Problem: Only the lines of the data below from the one with "Detect the exterior" through the one with "Detect the railing" are wanted. Repeat them exactly.
━━ Provided records
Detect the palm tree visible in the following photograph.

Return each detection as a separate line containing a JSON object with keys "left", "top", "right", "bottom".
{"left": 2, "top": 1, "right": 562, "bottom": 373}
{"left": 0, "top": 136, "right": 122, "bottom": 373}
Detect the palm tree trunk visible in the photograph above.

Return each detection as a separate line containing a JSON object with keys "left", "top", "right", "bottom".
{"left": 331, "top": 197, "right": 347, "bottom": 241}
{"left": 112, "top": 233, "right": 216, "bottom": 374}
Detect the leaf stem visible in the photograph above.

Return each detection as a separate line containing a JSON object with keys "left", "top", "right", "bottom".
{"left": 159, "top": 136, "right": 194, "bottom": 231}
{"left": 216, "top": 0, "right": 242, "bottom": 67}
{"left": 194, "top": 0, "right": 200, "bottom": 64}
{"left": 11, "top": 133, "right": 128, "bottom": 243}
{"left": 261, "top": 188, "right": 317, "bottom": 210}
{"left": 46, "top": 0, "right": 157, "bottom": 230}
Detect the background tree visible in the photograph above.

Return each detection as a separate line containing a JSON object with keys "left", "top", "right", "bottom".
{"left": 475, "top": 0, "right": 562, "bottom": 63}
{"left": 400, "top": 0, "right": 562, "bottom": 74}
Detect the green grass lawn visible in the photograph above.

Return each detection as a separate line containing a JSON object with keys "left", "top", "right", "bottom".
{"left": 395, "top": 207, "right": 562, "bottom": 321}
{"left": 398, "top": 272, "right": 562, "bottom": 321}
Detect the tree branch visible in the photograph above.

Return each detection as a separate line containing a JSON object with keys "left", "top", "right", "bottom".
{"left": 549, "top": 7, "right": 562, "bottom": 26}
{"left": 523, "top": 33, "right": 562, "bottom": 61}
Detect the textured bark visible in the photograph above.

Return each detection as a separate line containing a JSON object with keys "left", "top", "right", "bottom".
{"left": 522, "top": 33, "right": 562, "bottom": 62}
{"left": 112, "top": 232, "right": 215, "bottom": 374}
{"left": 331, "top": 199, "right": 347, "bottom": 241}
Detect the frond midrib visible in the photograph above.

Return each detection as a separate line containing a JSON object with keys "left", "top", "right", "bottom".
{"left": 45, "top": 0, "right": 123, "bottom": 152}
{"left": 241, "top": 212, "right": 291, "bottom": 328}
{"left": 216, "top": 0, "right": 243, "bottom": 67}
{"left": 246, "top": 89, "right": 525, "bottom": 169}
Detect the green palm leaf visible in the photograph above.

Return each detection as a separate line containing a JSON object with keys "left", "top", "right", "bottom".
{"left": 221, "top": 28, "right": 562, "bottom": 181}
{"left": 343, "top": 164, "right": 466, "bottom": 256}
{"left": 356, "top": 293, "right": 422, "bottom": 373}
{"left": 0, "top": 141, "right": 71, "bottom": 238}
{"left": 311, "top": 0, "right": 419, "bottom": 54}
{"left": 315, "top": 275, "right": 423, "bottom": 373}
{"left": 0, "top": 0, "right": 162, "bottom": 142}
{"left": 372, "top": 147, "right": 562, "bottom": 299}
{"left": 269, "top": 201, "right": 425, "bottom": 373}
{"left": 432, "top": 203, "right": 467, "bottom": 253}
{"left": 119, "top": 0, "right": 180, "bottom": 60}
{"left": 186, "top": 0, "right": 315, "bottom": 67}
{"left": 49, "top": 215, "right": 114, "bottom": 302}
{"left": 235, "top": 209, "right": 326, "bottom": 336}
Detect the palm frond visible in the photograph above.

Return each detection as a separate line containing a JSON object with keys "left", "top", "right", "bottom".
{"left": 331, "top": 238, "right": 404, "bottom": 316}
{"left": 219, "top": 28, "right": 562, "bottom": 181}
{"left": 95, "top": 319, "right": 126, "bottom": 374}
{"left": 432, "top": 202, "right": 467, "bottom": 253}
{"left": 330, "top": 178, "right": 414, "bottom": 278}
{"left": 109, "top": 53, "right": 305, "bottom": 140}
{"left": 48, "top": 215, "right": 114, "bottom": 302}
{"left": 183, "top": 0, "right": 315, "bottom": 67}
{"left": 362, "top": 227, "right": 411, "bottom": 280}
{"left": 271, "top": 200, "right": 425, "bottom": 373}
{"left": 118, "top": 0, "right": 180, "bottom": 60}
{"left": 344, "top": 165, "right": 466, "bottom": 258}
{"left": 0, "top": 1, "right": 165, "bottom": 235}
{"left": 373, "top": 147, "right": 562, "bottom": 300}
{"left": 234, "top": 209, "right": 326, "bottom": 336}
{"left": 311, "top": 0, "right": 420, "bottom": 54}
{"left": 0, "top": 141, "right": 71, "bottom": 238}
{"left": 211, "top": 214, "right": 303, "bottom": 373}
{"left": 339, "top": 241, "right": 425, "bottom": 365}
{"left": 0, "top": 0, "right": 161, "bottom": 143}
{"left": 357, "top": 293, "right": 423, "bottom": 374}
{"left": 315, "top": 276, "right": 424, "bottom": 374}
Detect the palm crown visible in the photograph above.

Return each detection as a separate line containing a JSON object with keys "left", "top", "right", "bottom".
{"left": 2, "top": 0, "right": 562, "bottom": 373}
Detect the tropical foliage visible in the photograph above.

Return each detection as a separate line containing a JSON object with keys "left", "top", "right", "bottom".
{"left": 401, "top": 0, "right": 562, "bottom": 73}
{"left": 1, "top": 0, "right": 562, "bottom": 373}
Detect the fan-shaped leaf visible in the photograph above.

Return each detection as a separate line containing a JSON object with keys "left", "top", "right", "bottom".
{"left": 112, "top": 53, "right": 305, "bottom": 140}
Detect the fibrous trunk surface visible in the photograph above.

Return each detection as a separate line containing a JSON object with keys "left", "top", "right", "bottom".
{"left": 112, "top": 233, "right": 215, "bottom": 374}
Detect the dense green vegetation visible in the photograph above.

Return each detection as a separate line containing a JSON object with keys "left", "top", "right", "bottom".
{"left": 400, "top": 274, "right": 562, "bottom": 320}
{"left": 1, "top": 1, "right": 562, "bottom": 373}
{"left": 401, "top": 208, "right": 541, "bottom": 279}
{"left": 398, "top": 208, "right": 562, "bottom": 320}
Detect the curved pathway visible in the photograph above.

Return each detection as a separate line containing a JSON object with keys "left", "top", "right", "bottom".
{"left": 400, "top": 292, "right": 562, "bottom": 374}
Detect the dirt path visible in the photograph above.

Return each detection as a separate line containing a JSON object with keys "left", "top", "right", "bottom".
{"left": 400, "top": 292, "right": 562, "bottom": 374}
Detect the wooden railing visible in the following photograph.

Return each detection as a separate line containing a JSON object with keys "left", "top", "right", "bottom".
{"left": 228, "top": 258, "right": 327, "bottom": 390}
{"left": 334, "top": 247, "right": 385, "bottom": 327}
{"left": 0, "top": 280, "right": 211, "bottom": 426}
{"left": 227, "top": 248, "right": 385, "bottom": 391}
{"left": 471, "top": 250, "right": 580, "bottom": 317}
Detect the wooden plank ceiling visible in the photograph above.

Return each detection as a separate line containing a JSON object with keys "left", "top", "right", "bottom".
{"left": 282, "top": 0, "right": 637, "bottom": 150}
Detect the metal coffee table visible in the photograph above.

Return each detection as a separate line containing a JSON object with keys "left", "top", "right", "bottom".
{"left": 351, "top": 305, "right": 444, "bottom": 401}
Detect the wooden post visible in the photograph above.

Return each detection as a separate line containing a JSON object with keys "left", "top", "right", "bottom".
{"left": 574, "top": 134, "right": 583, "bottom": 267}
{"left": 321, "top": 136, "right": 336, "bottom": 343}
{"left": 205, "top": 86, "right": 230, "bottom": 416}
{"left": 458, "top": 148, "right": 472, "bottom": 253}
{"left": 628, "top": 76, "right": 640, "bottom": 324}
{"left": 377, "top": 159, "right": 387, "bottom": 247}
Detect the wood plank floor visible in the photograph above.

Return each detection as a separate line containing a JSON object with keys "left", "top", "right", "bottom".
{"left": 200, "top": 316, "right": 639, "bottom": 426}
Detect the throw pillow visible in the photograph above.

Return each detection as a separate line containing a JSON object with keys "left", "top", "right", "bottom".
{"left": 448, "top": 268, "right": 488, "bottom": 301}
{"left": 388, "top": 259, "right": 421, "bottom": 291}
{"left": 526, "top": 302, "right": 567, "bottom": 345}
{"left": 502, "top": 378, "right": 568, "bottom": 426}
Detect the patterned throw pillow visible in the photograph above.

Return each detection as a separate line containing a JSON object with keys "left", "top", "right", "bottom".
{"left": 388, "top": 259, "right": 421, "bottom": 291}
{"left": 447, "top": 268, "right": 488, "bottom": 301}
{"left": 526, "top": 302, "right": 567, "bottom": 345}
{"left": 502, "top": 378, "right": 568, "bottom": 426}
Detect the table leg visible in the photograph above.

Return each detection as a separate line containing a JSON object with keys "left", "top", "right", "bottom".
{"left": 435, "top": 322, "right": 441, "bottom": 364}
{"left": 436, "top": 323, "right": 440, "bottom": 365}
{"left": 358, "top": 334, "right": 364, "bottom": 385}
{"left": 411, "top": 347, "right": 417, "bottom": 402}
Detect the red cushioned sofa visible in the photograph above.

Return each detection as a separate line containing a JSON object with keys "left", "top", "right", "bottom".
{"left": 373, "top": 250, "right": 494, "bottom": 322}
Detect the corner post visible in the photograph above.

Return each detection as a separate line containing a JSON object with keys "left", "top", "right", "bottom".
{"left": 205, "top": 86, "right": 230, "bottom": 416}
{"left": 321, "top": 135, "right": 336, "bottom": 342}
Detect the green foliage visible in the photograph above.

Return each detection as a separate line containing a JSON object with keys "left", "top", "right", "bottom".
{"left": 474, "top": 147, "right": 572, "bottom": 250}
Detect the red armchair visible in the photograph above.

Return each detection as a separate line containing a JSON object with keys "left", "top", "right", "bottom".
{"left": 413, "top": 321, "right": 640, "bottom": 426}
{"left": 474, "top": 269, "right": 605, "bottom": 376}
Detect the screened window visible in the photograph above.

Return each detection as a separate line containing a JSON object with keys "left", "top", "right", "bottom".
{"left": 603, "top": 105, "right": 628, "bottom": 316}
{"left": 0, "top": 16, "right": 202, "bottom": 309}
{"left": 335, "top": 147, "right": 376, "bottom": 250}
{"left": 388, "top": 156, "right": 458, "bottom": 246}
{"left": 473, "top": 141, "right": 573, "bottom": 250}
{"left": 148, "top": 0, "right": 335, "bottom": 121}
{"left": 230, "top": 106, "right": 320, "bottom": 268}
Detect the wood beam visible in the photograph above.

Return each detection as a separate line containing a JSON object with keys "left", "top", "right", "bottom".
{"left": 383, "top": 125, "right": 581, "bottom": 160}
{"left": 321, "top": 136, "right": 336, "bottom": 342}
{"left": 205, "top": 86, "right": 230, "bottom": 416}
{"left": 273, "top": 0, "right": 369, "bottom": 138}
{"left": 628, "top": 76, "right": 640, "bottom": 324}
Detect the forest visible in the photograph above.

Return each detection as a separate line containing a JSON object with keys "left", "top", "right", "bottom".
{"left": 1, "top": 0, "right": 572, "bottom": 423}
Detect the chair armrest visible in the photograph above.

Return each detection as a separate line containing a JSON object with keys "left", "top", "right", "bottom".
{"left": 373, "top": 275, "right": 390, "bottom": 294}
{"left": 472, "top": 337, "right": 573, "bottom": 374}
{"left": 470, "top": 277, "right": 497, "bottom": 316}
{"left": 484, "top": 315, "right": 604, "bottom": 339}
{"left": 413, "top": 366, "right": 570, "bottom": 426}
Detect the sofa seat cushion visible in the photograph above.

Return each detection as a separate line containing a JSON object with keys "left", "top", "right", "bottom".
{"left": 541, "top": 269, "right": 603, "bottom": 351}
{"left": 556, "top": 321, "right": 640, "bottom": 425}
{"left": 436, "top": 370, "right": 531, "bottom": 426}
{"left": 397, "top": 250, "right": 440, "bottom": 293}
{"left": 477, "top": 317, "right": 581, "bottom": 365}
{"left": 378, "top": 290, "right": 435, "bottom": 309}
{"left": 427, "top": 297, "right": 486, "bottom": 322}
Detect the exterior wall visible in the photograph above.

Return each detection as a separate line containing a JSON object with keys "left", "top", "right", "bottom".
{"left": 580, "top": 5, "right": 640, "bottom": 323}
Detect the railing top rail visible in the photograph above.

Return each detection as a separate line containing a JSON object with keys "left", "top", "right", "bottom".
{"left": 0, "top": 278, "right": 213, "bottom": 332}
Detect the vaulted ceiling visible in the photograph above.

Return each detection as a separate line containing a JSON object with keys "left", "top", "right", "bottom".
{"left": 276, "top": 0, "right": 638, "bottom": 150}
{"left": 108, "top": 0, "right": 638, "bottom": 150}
━━━━
Solution below:
Detect the exterior wall visible in the photograph above.

Return each detection as a separate line containing a JSON object with keys "left", "top", "right", "bottom".
{"left": 580, "top": 5, "right": 640, "bottom": 323}
Detect the railing top rail visible in the photograph above.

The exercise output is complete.